Se trata de matar la cultura
LA CULTURA EN LA MIRA
Si no tener una política es tener una
política, hacer como que no se tiene una política y tener media política es
tener una política y media. ¿Suena entreverado? Pues eso es lo que pasa hoy con
la cultura, sobre la que parece haber política y pico.
Cerrar los escenarios sin esbozar
siquiera medidas de apoyo para un sector severamente golpeado por cinco meses
de clausura y una reapertura con protocolos sanitarios sumamente restrictivos
no puede leerse de otra manera. A eso se le suma cierto cinismo: las medidas se
toman «por la salud de la gente», aunque en el sector de los espectáculos no
haya habido ningún contagio y nunca se aclare cuál es el argumento científico
según el cual las personas se contagiarían menos apiñadas en un ómnibus,
paseando por el shopping o en la mesa de un bar que en un cine,
quietas, calladas y sentadas con tapabocas, a dos metros rigurosos del
espectador más próximo. Y es que no hay un argumento científico: hay políticas.

● **INFORMACIÓN PROPORCIONADA**
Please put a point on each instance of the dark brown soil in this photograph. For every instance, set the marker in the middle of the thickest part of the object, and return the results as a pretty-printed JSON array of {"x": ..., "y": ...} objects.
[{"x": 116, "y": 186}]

● **TAREAS ESCRITAS**
1 > Según el fragmento, ¿cuántos meses de clausura sufrió el sector de la cultura?
2 > Explica por qué el fragmento ve cierto cinismo en las medidas tomadas «por la salud de la gente».
El material no cuenta para este trabajo.

● **RESPUESTAS**
1 > Cinco meses.

2 > Porque esas medidas se justifican por la salud de la gente, aunque en el sector de los espectáculos no ha habido ningún contagio. Además, nunca se aclara por qué las personas se contagiarían menos apiñadas en un ómnibus, en el shopping o en un bar que en un cine, quietas, calladas, sentadas con tapabocas y a dos metros del espectador más próximo.